[Records from a data collection]
-.-.-

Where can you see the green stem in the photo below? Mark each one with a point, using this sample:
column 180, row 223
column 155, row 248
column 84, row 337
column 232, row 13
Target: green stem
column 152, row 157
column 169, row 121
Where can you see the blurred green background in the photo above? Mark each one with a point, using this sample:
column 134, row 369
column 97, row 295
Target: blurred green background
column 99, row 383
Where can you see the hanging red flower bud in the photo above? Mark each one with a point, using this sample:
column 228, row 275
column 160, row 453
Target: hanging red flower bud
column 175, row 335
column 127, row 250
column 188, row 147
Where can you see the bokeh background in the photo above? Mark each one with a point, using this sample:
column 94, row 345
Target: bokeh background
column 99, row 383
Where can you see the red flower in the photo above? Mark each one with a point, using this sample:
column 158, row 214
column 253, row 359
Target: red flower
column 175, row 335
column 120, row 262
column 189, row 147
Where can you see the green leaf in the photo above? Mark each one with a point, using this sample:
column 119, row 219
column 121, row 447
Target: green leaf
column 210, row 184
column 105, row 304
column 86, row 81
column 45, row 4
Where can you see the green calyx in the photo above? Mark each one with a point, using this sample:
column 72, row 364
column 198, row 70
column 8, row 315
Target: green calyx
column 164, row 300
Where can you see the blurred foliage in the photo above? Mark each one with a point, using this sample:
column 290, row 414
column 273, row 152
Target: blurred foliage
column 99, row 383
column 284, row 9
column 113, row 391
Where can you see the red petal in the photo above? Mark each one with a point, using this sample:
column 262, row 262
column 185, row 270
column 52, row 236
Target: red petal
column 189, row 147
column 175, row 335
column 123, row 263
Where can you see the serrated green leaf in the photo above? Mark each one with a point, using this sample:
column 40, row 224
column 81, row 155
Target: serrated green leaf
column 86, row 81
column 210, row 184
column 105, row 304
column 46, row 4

-.-.-

### Exercise requirements
The full set of entries must be restated exactly, with none omitted.

### Exercise answer
Where can you see the green stem in the photo below? Mark each one with a point, using this sample:
column 180, row 223
column 155, row 248
column 84, row 337
column 232, row 13
Target: green stem
column 152, row 157
column 169, row 121
Where can you see the blurred green background in the photo above? Mark each one with a point, using this sample:
column 134, row 369
column 97, row 295
Target: blurred green background
column 99, row 383
Where can you see the hanging red flower bud in the photo above? Mark each one with a point, using this sample:
column 228, row 275
column 160, row 453
Target: hanging red flower bud
column 175, row 335
column 127, row 250
column 188, row 147
Where can you see the bokeh background in the photo above? Mark each one with a point, using this sample:
column 94, row 345
Target: bokeh background
column 99, row 383
Where can you see the red flower in the photo above? Mark each one with a point, using this sample:
column 158, row 214
column 253, row 359
Target: red flower
column 175, row 335
column 120, row 262
column 189, row 147
Where can you see the green leaf in the photo above? Mark each one with a point, using this sample:
column 119, row 219
column 121, row 447
Target: green leaf
column 210, row 184
column 105, row 304
column 86, row 81
column 45, row 4
Where can you see the green calyx in the photo above? Mark each one with a point, using this sample:
column 72, row 364
column 198, row 70
column 8, row 315
Target: green calyx
column 164, row 300
Where can you see the blurred foliage in the photo above? Mark each one with a point, using this sample:
column 290, row 414
column 273, row 152
Target: blurred foliage
column 99, row 383
column 284, row 9
column 113, row 391
Where can you see the red petal in the photo above? Mark each one with a point, using this sample:
column 262, row 262
column 185, row 270
column 52, row 236
Target: red petal
column 189, row 147
column 175, row 335
column 123, row 263
Where can you see the serrated green leaf in the photo above? Mark each one with a point, using this sample:
column 40, row 224
column 81, row 155
Target: serrated green leaf
column 86, row 81
column 210, row 184
column 105, row 304
column 46, row 4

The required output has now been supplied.